[Extract]

Despite pain and fatigue, older workers with chronic conditions want to work to age 65

IWH study of retirement expectations finds boomers with health issues have same plans as healthy peers

Published: July 30, 2019

Having a health condition or a chronic disease can be challenging for older workers, but it doesn’t necessarily decrease their intention to work or hasten their retirement. With appropriate policies and practices, older workers with health limitations can be supported to remain active in the labour force.

That’s according to a recent study from the Institute for Work & Health (IWH), led by Senior Scientist and Associate Scientific Director Dr. Monique Gignac and published in February 2019 as an open access paper in the Canadian Journal of Aging (doi:10.1017/S0714980818000685). The study suggests concerns about a shrinking labour force due to an aging population can be addressed in part through workplace policies.

It’s important to remember that older workers often want to remain working, regardless of whether they have a chronic disease or not, says Gignac. And they want to work partly for financial reasons, but also because of a desire to remain productive and to keep the social interactions that work provides.

Cross-Canada survey of boomers

To conduct the study, Gignac and her team drew on a cross-Canada survey of about 1,500 working baby boomers, born between 1946 and 1964 and aged 50 to 67 at the time of the survey. About 600 of them had arthritis, 300 had diabetes, and 100 had both diabetes and arthritis. The remaining 500 with neither condition served as a comparison group.

The study set out to examine the retirement expectations of older workers with chronic conditions and the extent to which these expectations differed from those of older workers without chronic conditions. Specifically, it asked older workers about their planned age of retirement, whether they expected to retire sooner than planned due to their health, whether they had previously retired and were now working again and, if so, why.

The study found that, despite experiencing more pain and fatigue, older workers with arthritis, diabetes or both were not different from their healthy peers in their retirement plans. Across all groups, survey respondents planned to retire from their current job around the age of 65. Half expected to keep working part time up to the age of 66, and one in 10 said they never wanted to stop working.

Older workers’ retirement plans were sometimes influenced more by work-related factors—for example, by the type of work they did and the perceptions they had of their work—than by their health conditions, according to the study. People who expected to retire at a younger age were less likely to see work as having a positive value. Those with lower career satisfaction were more likely to say they might have to retire sooner than planned. Those working in smaller organizations were more likely to be unsure about when they would retire.

Retiring then returning to work

However, study results did reveal a few differences between those with and without health conditions. One difference was the extent to which people with health conditions felt unsure about their ability to retire when planned. While only six per cent of healthy respondents said they might have to retire sooner than intended due to health issues, a greater percentage of respondents with arthritis or both arthritis and diabetes said the same thing (22 and 25 per cent, respectively).

[Source information]
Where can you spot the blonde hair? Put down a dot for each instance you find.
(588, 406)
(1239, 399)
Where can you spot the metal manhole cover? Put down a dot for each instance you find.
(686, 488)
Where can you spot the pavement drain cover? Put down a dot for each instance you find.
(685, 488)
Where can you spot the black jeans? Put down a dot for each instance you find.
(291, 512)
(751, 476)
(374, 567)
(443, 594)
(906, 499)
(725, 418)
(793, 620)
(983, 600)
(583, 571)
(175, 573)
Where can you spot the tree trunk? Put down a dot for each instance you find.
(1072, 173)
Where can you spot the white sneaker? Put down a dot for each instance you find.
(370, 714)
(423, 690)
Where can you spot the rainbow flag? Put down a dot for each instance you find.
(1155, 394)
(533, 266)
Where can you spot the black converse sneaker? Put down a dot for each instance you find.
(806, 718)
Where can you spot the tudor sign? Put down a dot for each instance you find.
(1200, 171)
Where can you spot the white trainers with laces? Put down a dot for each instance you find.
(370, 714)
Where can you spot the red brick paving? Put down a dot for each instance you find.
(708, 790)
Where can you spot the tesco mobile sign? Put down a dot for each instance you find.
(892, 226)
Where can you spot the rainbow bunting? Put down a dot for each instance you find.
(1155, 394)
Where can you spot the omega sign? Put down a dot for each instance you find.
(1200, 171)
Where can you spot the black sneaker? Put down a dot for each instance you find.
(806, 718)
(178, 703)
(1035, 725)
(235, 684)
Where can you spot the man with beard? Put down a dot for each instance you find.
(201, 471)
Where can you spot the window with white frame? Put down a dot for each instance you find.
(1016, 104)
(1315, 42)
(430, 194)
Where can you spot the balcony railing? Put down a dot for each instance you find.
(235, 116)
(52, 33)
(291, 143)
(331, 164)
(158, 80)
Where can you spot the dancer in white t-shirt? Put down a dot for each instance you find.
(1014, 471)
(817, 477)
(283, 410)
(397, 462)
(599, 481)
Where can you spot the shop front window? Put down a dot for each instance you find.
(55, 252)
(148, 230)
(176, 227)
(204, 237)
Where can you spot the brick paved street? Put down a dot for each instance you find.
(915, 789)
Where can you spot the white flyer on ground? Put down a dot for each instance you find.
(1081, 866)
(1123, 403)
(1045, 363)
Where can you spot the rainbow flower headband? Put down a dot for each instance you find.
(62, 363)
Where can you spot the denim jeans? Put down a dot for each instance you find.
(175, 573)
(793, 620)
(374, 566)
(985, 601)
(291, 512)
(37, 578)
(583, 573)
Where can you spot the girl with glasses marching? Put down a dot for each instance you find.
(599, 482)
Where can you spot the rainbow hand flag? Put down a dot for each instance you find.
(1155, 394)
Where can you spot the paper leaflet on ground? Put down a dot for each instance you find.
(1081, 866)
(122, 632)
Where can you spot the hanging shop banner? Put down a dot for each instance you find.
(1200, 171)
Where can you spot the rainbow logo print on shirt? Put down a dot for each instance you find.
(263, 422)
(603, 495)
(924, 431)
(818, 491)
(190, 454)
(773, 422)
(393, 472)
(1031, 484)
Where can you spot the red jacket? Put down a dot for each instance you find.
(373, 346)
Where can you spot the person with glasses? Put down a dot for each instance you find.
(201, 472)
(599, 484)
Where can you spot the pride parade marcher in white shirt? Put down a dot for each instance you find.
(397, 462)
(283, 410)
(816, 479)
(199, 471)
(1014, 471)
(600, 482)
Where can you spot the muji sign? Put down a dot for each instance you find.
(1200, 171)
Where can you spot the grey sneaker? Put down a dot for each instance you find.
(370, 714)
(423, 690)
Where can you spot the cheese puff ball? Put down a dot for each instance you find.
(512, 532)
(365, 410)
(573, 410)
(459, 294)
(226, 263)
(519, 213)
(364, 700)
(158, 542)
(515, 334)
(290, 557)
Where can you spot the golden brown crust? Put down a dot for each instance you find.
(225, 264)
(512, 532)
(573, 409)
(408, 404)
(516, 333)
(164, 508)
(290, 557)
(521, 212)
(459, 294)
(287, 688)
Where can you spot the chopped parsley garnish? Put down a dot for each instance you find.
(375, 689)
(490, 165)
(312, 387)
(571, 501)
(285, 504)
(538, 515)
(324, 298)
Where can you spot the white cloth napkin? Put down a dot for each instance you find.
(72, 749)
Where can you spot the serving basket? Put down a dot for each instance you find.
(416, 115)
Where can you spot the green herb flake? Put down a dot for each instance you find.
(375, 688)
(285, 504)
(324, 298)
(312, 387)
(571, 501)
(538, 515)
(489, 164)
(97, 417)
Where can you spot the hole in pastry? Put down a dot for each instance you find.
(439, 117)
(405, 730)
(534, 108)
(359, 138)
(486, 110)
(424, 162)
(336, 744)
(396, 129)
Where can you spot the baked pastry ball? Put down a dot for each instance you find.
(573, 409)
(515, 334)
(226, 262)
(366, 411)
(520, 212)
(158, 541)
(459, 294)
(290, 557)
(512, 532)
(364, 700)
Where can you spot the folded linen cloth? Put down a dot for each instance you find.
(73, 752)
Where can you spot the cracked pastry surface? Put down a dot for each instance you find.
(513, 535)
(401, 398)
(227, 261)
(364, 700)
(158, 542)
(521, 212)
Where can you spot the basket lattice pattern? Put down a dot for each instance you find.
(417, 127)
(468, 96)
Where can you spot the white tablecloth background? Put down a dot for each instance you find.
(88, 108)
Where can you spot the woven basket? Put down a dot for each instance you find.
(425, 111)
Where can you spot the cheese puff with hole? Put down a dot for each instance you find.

[Problem set]
1. Please reproduce the part of the article on older workers' retirement plans starting with "Cross-Canada survey of boomers" and going on through "a comparison group.".
2. According to Gignac in the article on older workers' retirement plans, what are the reasons older workers want to keep working?
The material is separate from the article on older workers' retirement plans.

[Task-by-task answers]
1.
Cross-Canada survey of boomers

To conduct the study, Gignac and her team drew on a cross-Canada survey of about 1,500 working baby boomers, born between 1946 and 1964 and aged 50 to 67 at the time of the survey. About 600 of them had arthritis, 300 had diabetes, and 100 had both diabetes and arthritis. The remaining 500 with neither condition served as a comparison group.

2.
- Financial reasons
- A desire to remain productive
- Keeping the social interactions that work provides